Problem requirements
Each line from the one containing "Where can you see the hooked" to the end of the entries is to be repeated exactly, and no other line.

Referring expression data
____________

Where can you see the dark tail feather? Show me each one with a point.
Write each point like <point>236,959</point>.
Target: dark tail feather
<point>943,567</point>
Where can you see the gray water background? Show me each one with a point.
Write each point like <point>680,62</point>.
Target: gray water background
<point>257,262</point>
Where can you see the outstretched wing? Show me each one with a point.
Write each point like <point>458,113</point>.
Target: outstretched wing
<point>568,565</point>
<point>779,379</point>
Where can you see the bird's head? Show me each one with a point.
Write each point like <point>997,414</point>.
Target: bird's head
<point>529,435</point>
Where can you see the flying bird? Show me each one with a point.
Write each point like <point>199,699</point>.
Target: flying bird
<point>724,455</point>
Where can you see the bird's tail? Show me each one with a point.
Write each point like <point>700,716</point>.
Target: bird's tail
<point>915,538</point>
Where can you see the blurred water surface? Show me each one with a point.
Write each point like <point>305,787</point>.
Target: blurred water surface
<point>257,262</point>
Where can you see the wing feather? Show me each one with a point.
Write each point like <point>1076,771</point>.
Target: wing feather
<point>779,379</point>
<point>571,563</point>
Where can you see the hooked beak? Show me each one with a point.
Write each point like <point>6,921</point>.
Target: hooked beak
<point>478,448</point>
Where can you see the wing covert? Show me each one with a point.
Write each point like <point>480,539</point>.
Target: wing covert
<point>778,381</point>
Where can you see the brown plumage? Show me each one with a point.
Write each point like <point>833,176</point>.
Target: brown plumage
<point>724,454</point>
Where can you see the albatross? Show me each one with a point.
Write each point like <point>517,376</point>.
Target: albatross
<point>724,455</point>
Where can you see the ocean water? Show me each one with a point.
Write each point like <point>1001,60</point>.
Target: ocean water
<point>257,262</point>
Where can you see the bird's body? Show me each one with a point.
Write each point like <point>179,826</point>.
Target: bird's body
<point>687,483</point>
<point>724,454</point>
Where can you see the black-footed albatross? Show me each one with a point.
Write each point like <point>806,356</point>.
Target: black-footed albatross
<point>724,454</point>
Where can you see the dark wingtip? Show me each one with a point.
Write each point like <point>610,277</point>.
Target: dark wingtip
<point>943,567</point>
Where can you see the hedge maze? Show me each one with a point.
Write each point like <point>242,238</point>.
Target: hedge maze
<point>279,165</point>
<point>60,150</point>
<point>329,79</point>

____________

Task response
Where can you see the hooked beak? Show me each one with a point.
Write each point like <point>6,921</point>.
Target: hooked beak
<point>478,448</point>
Where can you see the wing covert? Show me each one with a point.
Write each point like <point>480,539</point>.
Target: wing covert
<point>778,381</point>
Where can you see the brown plumage? Show me each one with a point.
Write each point like <point>833,176</point>.
Target: brown plumage
<point>724,454</point>
Where can you see the albatross? Show me each one with a point.
Write each point like <point>517,376</point>.
Target: albatross
<point>724,455</point>
Where can you see the ocean water? Show me each one with a point.
Write each point like <point>1001,60</point>.
Target: ocean water
<point>257,262</point>
Where can you see the bird's body? Show me each one with a point.
Write each point like <point>179,826</point>.
Target: bird's body
<point>687,483</point>
<point>724,454</point>
Where can you see the black-footed albatross? Show me each one with a point.
Write each point like <point>806,356</point>.
Target: black-footed albatross
<point>724,454</point>
Where can you see the dark wingtip? Show me each one with a point.
Write each point like <point>610,277</point>.
Target: dark wingtip
<point>943,567</point>
Where can you see the hedge maze? Show me each one with a point.
Write each point like <point>242,238</point>.
Target: hedge maze
<point>279,165</point>
<point>60,150</point>
<point>329,79</point>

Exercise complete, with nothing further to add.